**Source data**

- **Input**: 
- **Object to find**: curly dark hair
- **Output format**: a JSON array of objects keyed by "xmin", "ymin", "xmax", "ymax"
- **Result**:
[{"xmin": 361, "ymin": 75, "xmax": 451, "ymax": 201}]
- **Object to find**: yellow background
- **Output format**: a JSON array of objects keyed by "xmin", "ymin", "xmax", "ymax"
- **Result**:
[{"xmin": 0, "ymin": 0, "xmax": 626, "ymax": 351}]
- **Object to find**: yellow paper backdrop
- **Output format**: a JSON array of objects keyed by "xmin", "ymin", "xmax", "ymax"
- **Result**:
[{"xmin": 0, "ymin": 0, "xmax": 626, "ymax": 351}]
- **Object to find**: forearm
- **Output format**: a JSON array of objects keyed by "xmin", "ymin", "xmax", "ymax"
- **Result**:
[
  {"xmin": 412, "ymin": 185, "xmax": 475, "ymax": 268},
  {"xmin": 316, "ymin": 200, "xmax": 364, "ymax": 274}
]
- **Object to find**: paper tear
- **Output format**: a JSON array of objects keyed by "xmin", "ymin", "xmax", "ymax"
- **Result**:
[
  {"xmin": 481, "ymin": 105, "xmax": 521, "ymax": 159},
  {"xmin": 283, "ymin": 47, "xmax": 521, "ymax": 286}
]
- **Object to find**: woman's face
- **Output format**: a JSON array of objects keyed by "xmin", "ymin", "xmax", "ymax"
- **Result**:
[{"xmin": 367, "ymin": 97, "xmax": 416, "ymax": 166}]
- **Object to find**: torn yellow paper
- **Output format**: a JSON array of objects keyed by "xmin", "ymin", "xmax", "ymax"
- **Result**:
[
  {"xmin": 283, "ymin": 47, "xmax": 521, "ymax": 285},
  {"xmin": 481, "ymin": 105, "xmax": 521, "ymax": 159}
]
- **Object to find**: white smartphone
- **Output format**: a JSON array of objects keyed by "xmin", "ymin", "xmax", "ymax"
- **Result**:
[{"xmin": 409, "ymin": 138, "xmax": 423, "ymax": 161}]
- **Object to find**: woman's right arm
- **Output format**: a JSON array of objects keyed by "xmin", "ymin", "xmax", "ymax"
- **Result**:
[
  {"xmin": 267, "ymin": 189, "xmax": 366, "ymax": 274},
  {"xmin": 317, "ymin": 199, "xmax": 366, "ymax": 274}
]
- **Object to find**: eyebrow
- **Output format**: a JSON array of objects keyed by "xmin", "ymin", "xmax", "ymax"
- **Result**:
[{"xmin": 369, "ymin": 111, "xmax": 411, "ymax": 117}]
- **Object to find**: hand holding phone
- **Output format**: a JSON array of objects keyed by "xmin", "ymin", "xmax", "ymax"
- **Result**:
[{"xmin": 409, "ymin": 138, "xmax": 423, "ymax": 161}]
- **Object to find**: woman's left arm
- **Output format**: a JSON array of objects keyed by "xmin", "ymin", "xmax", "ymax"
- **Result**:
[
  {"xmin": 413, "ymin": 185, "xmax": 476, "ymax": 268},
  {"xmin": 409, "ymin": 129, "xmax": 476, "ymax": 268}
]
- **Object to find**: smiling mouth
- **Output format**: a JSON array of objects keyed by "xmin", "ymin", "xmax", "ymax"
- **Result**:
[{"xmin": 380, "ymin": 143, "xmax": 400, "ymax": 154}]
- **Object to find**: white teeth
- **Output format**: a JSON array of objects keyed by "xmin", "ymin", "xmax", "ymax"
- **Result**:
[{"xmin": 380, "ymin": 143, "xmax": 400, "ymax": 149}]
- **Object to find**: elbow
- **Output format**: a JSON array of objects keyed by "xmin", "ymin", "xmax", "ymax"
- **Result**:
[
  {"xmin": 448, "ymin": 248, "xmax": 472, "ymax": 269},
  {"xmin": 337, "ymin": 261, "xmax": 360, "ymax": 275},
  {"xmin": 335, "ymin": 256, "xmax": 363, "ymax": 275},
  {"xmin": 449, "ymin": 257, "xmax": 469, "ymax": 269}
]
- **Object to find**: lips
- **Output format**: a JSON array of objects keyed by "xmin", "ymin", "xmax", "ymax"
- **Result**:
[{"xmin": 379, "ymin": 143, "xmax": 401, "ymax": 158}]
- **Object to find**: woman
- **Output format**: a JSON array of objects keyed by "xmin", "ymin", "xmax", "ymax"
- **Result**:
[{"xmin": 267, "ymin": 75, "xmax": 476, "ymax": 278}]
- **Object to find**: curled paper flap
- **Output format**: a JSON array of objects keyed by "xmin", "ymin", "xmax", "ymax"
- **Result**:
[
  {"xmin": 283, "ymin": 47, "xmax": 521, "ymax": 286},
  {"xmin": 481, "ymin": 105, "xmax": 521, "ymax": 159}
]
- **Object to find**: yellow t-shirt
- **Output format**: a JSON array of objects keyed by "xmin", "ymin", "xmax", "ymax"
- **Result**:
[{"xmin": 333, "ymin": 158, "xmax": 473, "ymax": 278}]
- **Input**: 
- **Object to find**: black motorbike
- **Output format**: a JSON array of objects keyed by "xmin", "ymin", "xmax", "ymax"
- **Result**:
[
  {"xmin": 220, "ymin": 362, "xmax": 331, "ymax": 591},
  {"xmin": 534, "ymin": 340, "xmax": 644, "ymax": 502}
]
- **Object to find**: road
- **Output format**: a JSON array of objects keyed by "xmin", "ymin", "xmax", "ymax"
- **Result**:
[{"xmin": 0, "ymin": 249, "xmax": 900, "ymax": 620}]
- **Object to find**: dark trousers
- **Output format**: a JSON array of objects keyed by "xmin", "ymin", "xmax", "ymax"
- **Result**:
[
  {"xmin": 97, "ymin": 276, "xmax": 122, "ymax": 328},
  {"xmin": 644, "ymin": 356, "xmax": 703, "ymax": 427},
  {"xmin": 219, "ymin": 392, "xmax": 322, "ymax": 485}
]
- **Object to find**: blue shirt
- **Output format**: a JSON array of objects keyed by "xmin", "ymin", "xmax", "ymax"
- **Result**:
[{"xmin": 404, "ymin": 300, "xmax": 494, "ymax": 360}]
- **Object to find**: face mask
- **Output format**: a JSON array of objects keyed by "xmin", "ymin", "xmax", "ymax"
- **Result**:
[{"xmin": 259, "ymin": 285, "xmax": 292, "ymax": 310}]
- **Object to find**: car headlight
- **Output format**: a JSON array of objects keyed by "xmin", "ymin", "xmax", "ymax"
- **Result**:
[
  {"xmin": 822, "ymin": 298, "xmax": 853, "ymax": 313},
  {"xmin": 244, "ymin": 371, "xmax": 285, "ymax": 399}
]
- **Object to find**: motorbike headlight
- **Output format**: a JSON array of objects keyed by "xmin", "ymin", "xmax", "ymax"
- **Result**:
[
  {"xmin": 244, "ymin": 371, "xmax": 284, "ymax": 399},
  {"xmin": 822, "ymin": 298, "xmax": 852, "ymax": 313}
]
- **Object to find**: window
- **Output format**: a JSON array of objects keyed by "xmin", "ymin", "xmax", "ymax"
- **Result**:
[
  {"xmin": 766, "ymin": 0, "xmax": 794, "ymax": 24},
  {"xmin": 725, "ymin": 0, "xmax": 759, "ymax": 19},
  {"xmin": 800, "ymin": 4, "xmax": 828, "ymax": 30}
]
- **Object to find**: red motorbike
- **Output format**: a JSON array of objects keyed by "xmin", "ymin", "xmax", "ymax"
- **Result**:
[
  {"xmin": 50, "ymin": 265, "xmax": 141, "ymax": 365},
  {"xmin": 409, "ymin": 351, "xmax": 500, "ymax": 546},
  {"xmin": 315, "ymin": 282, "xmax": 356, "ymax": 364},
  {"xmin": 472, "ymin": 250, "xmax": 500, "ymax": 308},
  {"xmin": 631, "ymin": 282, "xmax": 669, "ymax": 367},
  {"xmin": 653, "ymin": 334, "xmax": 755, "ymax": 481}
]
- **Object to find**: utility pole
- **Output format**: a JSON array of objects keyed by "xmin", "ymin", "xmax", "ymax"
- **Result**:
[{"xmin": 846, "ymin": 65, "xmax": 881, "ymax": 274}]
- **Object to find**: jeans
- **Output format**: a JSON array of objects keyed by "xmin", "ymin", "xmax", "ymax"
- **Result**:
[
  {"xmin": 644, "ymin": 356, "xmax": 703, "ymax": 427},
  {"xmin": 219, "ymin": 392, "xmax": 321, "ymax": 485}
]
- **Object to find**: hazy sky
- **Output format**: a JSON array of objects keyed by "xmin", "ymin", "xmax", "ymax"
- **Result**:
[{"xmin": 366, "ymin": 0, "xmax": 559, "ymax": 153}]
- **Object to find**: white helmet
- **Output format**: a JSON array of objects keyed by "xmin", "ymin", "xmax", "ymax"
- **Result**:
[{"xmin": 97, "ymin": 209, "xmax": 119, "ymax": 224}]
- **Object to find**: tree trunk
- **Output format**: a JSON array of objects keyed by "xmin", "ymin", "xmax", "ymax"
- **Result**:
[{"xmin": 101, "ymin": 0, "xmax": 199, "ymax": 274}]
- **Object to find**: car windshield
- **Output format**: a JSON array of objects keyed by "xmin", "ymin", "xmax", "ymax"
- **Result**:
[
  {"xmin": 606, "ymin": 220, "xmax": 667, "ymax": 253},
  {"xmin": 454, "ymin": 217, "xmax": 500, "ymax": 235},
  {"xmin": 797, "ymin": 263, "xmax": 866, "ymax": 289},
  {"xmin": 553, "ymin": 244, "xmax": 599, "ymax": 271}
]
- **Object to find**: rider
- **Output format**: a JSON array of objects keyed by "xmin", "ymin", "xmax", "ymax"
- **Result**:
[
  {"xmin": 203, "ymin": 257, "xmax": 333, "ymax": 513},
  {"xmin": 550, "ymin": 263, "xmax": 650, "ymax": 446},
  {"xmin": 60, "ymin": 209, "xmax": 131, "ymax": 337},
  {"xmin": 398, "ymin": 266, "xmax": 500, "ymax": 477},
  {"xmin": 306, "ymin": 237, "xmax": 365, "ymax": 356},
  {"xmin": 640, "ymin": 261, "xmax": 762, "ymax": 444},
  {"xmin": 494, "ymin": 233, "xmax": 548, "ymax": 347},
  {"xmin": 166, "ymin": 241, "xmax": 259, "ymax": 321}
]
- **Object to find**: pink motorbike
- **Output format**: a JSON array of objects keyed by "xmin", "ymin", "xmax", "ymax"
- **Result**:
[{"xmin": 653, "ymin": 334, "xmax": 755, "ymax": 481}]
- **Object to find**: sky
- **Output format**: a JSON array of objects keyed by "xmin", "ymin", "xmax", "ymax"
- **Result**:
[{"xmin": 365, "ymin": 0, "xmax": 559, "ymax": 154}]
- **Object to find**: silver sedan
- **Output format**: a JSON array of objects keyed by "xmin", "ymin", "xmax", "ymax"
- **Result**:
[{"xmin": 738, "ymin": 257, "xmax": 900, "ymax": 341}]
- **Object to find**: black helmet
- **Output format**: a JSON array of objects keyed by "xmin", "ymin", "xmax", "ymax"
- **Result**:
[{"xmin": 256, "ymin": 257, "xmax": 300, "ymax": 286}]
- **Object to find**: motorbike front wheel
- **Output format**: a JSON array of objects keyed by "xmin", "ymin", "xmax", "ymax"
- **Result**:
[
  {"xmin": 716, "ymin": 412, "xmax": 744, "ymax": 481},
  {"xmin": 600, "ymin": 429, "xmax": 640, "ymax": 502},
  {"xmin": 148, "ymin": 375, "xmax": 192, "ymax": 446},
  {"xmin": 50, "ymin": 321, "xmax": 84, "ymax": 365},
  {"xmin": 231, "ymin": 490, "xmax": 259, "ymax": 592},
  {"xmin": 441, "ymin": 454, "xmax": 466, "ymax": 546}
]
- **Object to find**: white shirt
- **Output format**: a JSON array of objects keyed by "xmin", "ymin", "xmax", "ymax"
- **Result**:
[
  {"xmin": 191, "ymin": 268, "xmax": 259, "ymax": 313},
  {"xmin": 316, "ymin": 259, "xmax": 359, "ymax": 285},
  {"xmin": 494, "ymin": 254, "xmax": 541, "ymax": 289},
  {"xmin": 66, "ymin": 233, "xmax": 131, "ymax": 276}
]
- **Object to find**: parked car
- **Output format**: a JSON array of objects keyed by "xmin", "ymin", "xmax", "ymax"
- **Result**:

**Task instructions**
Would you give again, word for word, every line from the one with "- **Object to find**: white shirt" through the final line of the listing above?

**Written solution**
- **Object to find**: white shirt
- **Output format**: a JSON array of objects keyed by "xmin", "ymin", "xmax", "ymax"
- **Result**:
[
  {"xmin": 191, "ymin": 268, "xmax": 259, "ymax": 313},
  {"xmin": 316, "ymin": 259, "xmax": 359, "ymax": 285},
  {"xmin": 494, "ymin": 254, "xmax": 541, "ymax": 289},
  {"xmin": 66, "ymin": 233, "xmax": 131, "ymax": 276}
]
- **Object to find**: parked car
- **Output format**: a JSON array of objects keyed by "xmin", "ymin", "xmax", "ymax"
- **Result**:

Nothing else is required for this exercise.